Exercise instructions> Write every record out again exactly as shown below.

Given entries>

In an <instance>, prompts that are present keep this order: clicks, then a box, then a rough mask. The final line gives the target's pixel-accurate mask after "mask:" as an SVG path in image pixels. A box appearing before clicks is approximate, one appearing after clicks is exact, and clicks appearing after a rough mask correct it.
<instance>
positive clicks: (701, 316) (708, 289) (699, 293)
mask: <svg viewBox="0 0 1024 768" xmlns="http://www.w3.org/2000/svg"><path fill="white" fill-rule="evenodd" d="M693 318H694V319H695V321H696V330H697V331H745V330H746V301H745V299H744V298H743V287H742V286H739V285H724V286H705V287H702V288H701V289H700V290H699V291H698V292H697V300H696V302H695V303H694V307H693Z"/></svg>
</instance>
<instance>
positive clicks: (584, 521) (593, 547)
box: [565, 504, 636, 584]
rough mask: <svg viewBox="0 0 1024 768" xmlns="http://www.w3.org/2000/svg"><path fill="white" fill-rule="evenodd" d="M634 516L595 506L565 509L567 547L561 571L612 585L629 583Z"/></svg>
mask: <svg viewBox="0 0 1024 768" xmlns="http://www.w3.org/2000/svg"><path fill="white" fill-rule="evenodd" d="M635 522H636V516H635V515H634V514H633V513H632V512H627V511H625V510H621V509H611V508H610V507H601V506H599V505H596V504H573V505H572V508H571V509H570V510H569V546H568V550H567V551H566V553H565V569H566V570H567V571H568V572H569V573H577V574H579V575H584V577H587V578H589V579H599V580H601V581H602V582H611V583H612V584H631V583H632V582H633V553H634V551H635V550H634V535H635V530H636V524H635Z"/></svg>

Answer box>
In an <instance>, prompts that are present keep this order: clicks, then a box, then a rough mask. The final line gives the target's pixel-accurate mask after "mask:" as an SVG path in image pixels. A box appearing before clicks is approximate, one appearing after clicks is exact, and clicks appearing after a rough mask correct it.
<instance>
positive clicks: (701, 316) (708, 289) (699, 293)
mask: <svg viewBox="0 0 1024 768" xmlns="http://www.w3.org/2000/svg"><path fill="white" fill-rule="evenodd" d="M693 318H694V319H695V321H696V330H697V331H745V330H746V301H745V299H744V298H743V287H742V286H739V285H724V286H705V287H702V288H701V289H700V290H699V291H698V292H697V300H696V302H695V303H694V307H693Z"/></svg>
</instance>
<instance>
positive clicks: (584, 521) (593, 547)
box: [565, 504, 636, 584]
rough mask: <svg viewBox="0 0 1024 768" xmlns="http://www.w3.org/2000/svg"><path fill="white" fill-rule="evenodd" d="M634 516L595 506L565 509L567 547L561 571L612 585L629 583Z"/></svg>
mask: <svg viewBox="0 0 1024 768" xmlns="http://www.w3.org/2000/svg"><path fill="white" fill-rule="evenodd" d="M635 522H636V516H635V515H634V514H633V513H632V512H627V511H625V510H621V509H611V508H610V507H601V506H599V505H596V504H573V505H572V508H571V509H570V510H569V546H568V550H567V551H566V553H565V569H566V570H567V571H568V572H569V573H577V574H579V575H584V577H587V578H589V579H599V580H601V581H602V582H611V583H612V584H631V583H632V582H633V553H634V551H635V550H634V535H635V530H636V524H635Z"/></svg>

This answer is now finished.